Please count the lines in the material below that contain the string "shirt", and give only the number.

Records provided
>>>
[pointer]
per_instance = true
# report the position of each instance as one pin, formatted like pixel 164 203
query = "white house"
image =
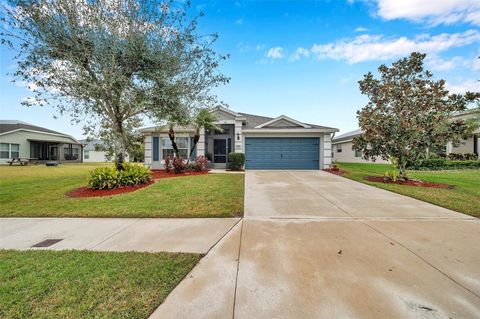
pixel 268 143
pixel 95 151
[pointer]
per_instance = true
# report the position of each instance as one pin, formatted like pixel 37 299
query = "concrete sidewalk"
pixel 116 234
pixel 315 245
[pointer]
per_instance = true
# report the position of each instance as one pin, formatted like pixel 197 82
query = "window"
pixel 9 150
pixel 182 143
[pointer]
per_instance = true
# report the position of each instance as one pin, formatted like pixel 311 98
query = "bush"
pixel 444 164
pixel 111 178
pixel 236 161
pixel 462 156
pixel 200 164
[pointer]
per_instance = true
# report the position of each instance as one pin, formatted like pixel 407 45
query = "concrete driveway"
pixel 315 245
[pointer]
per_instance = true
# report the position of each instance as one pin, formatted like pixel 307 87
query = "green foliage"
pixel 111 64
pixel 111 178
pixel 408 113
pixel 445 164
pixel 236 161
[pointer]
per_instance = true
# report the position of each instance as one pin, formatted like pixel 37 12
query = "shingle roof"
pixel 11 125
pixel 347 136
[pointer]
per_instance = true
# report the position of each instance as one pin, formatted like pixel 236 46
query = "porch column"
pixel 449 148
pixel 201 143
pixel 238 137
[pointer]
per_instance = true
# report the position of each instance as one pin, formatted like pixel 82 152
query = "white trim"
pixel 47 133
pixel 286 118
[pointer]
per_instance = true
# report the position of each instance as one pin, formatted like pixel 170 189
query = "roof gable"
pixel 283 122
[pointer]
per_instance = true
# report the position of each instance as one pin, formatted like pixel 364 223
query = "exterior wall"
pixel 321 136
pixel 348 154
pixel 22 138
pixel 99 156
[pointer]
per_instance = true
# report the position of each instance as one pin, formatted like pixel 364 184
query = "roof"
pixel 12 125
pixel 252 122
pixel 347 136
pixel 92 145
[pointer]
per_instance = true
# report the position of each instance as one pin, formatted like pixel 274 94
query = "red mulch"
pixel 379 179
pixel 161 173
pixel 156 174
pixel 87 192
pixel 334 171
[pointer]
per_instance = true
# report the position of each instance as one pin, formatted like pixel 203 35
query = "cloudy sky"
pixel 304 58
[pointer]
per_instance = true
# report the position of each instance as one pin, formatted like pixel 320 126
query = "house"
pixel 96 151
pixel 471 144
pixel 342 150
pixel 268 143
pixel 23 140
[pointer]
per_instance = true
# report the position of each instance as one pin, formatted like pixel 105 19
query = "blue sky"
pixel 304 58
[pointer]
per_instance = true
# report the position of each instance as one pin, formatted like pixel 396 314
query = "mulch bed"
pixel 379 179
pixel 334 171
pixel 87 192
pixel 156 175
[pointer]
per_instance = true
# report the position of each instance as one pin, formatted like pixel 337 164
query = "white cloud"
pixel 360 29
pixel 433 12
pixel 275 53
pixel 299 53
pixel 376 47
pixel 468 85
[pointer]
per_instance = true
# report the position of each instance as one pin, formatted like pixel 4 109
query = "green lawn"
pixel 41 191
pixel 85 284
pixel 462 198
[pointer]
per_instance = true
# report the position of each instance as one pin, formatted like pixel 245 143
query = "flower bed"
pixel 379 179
<<<
>>>
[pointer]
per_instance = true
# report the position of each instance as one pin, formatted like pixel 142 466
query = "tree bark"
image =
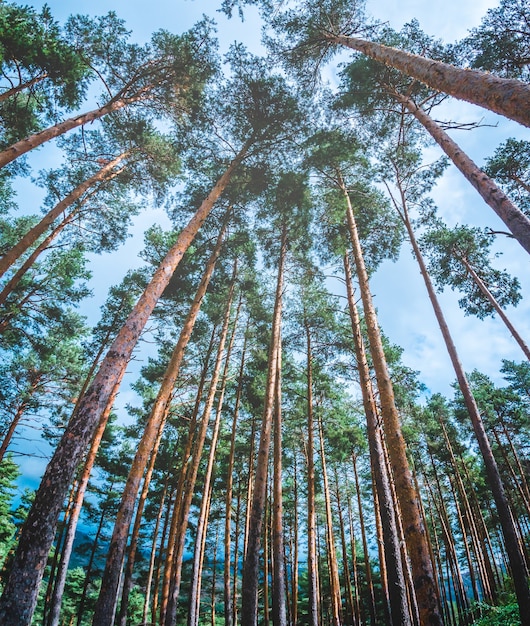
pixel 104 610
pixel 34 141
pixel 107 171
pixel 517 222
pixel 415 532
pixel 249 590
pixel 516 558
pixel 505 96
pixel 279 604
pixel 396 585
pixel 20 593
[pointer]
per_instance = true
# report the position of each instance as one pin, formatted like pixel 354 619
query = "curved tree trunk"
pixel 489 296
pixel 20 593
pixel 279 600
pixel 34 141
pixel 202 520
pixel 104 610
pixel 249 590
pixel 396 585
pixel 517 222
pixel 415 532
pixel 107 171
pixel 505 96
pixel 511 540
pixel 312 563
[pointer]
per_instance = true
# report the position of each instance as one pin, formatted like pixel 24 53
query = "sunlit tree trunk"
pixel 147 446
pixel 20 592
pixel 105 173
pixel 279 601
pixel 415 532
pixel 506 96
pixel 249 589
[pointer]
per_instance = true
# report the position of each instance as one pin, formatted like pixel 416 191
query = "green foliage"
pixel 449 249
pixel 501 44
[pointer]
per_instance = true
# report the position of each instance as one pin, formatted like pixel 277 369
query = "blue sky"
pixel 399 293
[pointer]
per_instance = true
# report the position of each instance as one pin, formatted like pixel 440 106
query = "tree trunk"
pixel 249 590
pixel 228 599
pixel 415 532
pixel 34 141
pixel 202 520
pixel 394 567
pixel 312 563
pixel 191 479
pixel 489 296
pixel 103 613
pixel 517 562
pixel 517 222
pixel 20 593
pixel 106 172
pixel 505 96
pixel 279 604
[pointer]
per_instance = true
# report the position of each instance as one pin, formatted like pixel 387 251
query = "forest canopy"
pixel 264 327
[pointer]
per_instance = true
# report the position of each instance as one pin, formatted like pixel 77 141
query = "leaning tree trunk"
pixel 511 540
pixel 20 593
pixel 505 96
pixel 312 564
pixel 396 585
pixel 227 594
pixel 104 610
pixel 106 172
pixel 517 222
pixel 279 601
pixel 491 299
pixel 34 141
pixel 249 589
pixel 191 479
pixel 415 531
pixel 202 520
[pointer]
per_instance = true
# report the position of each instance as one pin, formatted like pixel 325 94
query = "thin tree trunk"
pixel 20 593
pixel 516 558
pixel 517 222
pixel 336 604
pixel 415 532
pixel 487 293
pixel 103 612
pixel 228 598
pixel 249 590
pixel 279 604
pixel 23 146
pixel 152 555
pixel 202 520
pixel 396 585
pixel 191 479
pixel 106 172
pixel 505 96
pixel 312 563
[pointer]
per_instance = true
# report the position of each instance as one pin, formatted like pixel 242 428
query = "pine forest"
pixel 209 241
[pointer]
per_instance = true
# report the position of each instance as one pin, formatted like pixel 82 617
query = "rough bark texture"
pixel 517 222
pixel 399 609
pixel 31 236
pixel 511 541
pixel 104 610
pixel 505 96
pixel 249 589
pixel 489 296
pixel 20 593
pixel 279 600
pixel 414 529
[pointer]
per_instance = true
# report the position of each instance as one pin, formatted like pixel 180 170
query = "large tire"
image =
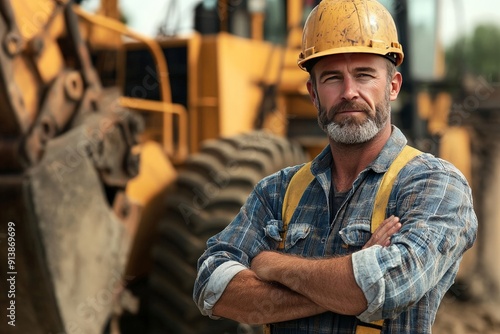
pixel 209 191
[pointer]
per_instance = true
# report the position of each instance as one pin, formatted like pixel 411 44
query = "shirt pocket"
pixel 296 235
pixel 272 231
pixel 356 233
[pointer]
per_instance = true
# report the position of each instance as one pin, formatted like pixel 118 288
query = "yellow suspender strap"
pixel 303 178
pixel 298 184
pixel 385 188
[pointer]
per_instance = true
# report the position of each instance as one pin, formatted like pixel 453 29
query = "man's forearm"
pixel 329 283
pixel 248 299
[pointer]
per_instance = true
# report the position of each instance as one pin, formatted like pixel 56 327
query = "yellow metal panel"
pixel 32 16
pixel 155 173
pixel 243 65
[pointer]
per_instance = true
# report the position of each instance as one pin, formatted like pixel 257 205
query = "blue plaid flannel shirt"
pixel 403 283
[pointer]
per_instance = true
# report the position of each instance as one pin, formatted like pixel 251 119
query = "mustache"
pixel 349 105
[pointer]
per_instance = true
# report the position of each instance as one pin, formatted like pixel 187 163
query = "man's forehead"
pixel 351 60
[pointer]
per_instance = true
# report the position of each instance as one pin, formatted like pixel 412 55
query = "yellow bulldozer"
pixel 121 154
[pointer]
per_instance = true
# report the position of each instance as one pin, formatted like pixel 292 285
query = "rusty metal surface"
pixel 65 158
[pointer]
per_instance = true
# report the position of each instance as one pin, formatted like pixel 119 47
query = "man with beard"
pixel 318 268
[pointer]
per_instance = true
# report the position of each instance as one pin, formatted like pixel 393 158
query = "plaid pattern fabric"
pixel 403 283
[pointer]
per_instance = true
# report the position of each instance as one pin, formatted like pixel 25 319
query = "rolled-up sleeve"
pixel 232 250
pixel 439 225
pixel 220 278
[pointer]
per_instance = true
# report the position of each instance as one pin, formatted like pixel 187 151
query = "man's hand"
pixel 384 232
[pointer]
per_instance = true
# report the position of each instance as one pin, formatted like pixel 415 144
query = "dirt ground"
<<<
Output below
2